Task
Rescale everything from the line containing "bbox: rhinestone bracelet" down to the end of the items, reproducing every line, requests included, and giving nothing else. Multiply each bounding-box coordinate in the answers by 0.4 and round it to a whole number, with halves rounded up.

Listed entries
>>>>>
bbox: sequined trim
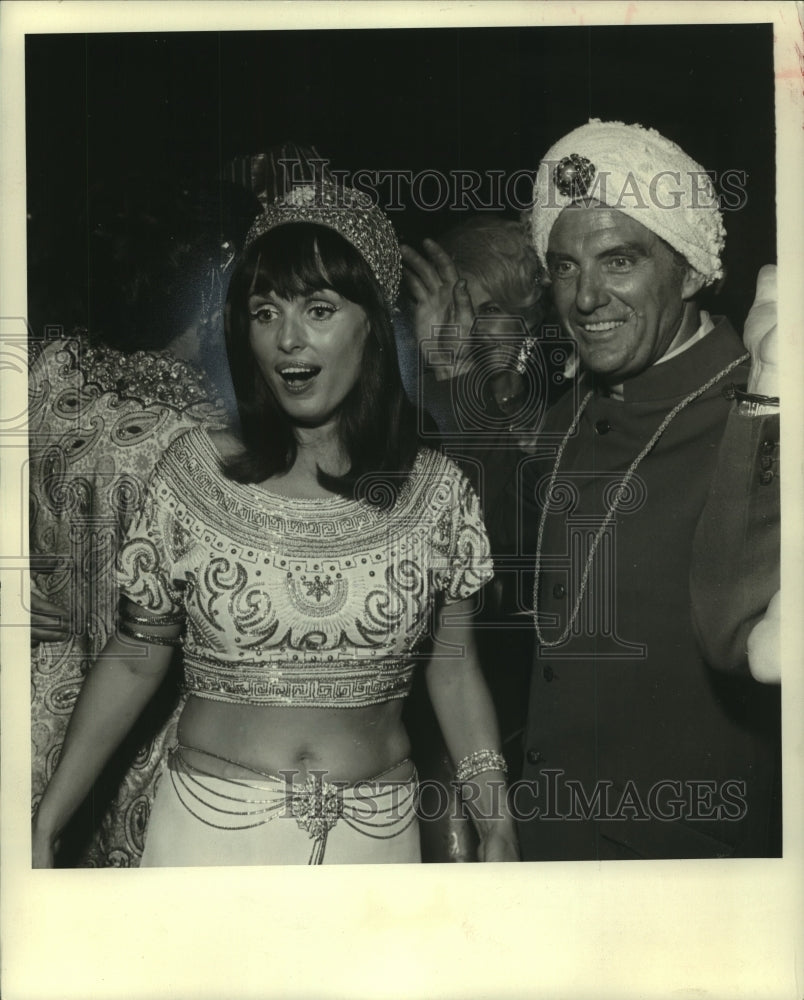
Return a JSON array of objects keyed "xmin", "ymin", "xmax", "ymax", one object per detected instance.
[{"xmin": 184, "ymin": 651, "xmax": 415, "ymax": 708}]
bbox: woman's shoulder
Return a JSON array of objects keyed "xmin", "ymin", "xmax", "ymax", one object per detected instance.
[
  {"xmin": 160, "ymin": 424, "xmax": 241, "ymax": 475},
  {"xmin": 205, "ymin": 427, "xmax": 243, "ymax": 462},
  {"xmin": 412, "ymin": 446, "xmax": 469, "ymax": 491}
]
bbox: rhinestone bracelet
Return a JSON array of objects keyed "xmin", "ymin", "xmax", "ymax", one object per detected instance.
[{"xmin": 455, "ymin": 750, "xmax": 508, "ymax": 784}]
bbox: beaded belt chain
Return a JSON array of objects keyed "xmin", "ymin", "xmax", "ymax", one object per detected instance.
[{"xmin": 168, "ymin": 744, "xmax": 418, "ymax": 865}]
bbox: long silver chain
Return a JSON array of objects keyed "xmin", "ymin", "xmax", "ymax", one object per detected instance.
[{"xmin": 533, "ymin": 353, "xmax": 749, "ymax": 647}]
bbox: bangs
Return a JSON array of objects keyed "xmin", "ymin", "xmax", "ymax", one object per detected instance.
[{"xmin": 245, "ymin": 222, "xmax": 379, "ymax": 305}]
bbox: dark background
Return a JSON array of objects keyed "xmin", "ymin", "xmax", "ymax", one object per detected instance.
[{"xmin": 26, "ymin": 24, "xmax": 776, "ymax": 333}]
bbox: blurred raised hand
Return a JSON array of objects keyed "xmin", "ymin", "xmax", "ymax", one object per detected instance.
[{"xmin": 743, "ymin": 264, "xmax": 779, "ymax": 396}]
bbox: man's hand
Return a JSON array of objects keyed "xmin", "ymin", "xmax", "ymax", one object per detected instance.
[
  {"xmin": 743, "ymin": 264, "xmax": 779, "ymax": 396},
  {"xmin": 402, "ymin": 240, "xmax": 475, "ymax": 381},
  {"xmin": 748, "ymin": 590, "xmax": 782, "ymax": 684}
]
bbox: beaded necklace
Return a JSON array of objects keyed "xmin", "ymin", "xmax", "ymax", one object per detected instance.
[{"xmin": 533, "ymin": 353, "xmax": 749, "ymax": 647}]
<<<<<
Response below
bbox: rhinestone bracelet
Return a JSON array of objects keyed "xmin", "ymin", "xmax", "ymax", one object per detected instance.
[{"xmin": 182, "ymin": 300, "xmax": 203, "ymax": 314}]
bbox: beaded belt chain
Return a JSON array of objects keyed "xmin", "ymin", "xmax", "ymax", one object per detected instance.
[{"xmin": 67, "ymin": 298, "xmax": 167, "ymax": 346}]
bbox: long silver chain
Return a JSON array of objects keyed "xmin", "ymin", "xmax", "ymax", one object per detected instance.
[{"xmin": 213, "ymin": 141, "xmax": 300, "ymax": 259}]
bbox: bangs
Return a JSON array of objects keyed "xmin", "ymin", "xmax", "ymax", one object per detected instance.
[{"xmin": 98, "ymin": 89, "xmax": 152, "ymax": 122}]
bbox: dark background
Return a JSON array of objects keyed "xmin", "ymin", "xmax", "ymax", one object per detected instance.
[{"xmin": 10, "ymin": 10, "xmax": 310, "ymax": 133}]
bbox: blurred raised hand
Return a JSON array of objects keyed "xmin", "ymin", "xmax", "ymax", one object per detected instance.
[{"xmin": 297, "ymin": 106, "xmax": 312, "ymax": 158}]
bbox: man's hand
Return a JSON array of objects keyed "xmin", "ymin", "xmax", "ymax", one object per detected instance.
[
  {"xmin": 297, "ymin": 106, "xmax": 312, "ymax": 158},
  {"xmin": 161, "ymin": 96, "xmax": 190, "ymax": 152},
  {"xmin": 299, "ymin": 236, "xmax": 313, "ymax": 274}
]
bbox: beaded necklace
Return a JSON array of objects keyed "xmin", "ymin", "xmax", "ymax", one object per detected instance.
[{"xmin": 213, "ymin": 141, "xmax": 300, "ymax": 259}]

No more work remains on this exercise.